_TEXT PASSAGE_.
One of the main objectives of Google is easy access and easy usability. This policy might be appropriate for many uses, but restricts the users to a simple search interface which is not sufficient to express more complex queries. Google Scholar follows the main Google interface with the easiest possible way of interaction: a single text entry field (called the “simple search interface” hereafter). In addition, an “advanced search interface” is available. This interface allows to connect search terms with logical operators or use exact phrases in search expressions (see below).
When compared with professional literature search interfaces (PubMed, OvidSP, Web of Knowledge) independently from the underlying data sources, Google Scholar has some major limitations:
Search fields of the simple and advanced search interfaces are limited to expressions not exceeding a length of 256 characters. This factor severely deteriorates the applicability of Google Scholar as it limits the overall expressivity of searches to very short expressions. In addition, when not carefully checked that the complete intended expression is used, the search interface truncates the expression after 256 characters without warning and might leave a short meaningless phrase or term that increases the number of false positive results.
Not more than 1000 results of the complete result set can be displayed in steps of maximum 20 results per page. No bulk export of results is available . Results can only be exported into reference management software (e.g. ZOTERO) by the maximum number of references per page (20). With this boundary Google Scholar can not be integrated into a professional process of reference selection for systematic reviews .
Google Scholar has no truncation operators. In Google Scholar search expressions, complete words have to be used. An automatic stemming mechanism is used to detect a common word stem, however, this mechanism does not work reliably. E.g., it is not enough to search for “child” to find the terms “child”, “childhood” and “children”, the same applies to “random” for “randomisation”, “randomization”, “randomized” and “randomised”.

_BRIEF_.
Repeat the passage on Google Scholar's search limits word for word, starting at "When compared with" and ending at "false positive results.".

_EXTRACTED MATERIAL_.

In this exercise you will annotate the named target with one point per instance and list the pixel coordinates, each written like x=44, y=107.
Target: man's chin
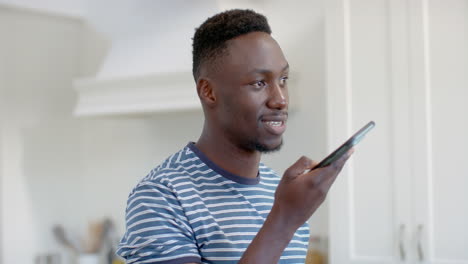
x=264, y=148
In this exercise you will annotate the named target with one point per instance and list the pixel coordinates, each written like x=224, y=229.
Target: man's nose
x=278, y=98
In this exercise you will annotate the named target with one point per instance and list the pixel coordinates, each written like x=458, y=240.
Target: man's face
x=252, y=92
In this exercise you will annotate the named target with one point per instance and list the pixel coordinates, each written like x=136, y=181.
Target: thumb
x=299, y=167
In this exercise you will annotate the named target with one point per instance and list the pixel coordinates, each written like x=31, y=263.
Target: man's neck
x=228, y=156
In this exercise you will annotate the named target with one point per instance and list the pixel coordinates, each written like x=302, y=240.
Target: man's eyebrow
x=263, y=71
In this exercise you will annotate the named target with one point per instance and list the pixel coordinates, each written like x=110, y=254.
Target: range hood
x=148, y=67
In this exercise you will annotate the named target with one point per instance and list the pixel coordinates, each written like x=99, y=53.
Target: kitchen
x=87, y=109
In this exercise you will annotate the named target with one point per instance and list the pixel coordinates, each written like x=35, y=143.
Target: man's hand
x=299, y=194
x=297, y=197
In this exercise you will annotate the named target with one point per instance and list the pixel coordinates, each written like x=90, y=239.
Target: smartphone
x=351, y=142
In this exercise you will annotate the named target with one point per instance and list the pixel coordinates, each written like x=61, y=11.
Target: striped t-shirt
x=190, y=210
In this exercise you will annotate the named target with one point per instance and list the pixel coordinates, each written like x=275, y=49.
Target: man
x=213, y=201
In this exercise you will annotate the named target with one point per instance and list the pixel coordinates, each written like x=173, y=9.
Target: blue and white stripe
x=190, y=210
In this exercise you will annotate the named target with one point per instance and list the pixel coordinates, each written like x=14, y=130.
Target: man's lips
x=275, y=124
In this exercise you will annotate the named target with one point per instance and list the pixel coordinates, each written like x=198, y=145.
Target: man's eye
x=259, y=84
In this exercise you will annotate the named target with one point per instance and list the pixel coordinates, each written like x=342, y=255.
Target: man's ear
x=206, y=92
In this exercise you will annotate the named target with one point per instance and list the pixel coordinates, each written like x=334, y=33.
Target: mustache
x=281, y=114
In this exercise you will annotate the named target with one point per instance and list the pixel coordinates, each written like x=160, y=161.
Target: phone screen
x=351, y=142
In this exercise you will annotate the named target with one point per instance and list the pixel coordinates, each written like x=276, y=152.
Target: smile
x=274, y=127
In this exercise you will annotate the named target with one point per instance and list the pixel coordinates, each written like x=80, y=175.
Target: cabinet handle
x=401, y=244
x=420, y=249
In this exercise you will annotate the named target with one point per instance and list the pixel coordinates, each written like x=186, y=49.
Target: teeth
x=274, y=123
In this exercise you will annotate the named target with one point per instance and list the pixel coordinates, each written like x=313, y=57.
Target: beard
x=262, y=148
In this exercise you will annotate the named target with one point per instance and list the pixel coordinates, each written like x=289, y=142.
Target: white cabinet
x=403, y=198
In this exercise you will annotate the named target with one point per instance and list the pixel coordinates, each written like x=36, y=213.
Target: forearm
x=270, y=242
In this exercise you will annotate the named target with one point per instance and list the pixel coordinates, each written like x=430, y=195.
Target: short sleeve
x=157, y=230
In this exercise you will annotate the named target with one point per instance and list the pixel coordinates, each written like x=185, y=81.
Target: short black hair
x=210, y=38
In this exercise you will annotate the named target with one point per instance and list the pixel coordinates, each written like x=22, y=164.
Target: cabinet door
x=440, y=130
x=367, y=79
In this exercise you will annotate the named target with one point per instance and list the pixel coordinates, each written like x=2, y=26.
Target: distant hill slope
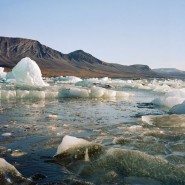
x=55, y=63
x=171, y=72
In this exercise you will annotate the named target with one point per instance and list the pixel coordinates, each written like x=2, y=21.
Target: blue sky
x=128, y=32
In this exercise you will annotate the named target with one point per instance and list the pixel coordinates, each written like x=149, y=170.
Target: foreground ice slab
x=119, y=162
x=165, y=121
x=27, y=72
x=178, y=109
x=76, y=148
x=9, y=175
x=2, y=73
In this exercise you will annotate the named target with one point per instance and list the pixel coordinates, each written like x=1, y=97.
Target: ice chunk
x=70, y=142
x=171, y=98
x=74, y=92
x=68, y=79
x=2, y=73
x=97, y=92
x=10, y=175
x=27, y=72
x=178, y=109
x=77, y=148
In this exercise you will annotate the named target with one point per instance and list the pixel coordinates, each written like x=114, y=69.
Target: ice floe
x=10, y=175
x=2, y=74
x=77, y=148
x=115, y=161
x=178, y=109
x=171, y=98
x=27, y=72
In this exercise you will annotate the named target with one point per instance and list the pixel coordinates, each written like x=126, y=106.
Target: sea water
x=118, y=114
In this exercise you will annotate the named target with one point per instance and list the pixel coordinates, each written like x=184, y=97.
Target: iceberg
x=171, y=98
x=73, y=151
x=178, y=109
x=27, y=72
x=10, y=175
x=2, y=73
x=77, y=148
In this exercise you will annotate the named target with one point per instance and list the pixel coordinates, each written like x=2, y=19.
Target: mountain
x=55, y=63
x=170, y=72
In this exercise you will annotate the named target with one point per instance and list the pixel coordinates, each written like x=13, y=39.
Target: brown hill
x=55, y=63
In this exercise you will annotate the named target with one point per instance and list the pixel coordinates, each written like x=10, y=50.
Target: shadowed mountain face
x=55, y=63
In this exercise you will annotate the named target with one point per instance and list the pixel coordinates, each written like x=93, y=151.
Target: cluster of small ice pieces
x=25, y=81
x=174, y=99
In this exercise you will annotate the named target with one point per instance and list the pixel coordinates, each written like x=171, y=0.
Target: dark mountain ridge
x=170, y=72
x=55, y=63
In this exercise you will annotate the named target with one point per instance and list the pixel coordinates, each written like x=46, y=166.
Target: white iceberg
x=2, y=73
x=171, y=98
x=10, y=175
x=27, y=72
x=178, y=109
x=77, y=148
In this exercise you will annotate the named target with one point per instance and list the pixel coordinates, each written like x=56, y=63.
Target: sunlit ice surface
x=119, y=114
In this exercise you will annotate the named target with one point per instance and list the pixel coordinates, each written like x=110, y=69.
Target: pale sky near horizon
x=150, y=32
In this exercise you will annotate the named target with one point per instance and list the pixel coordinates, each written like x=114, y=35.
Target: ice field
x=69, y=130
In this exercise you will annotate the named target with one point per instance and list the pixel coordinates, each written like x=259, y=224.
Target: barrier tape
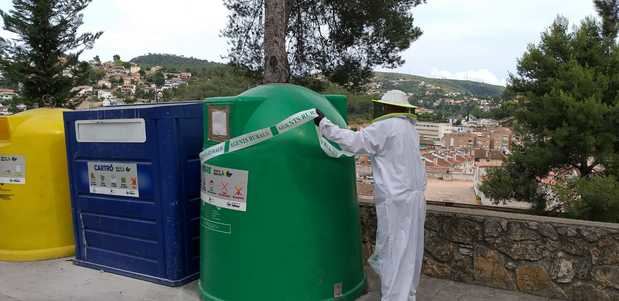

_PROBLEM SOLUTION_.
When compared with professional literature search interfaces (PubMed, OvidSP, Web of Knowledge) independently from the underlying data sources, Google Scholar has some major limitations:
Search fields of the simple and advanced search interfaces are limited to expressions not exceeding a length of 256 characters. This factor severely deteriorates the applicability of Google Scholar as it limits the overall expressivity of searches to very short expressions. In addition, when not carefully checked that the complete intended expression is used, the search interface truncates the expression after 256 characters without warning and might leave a short meaningless phrase or term that increases the number of false positive results.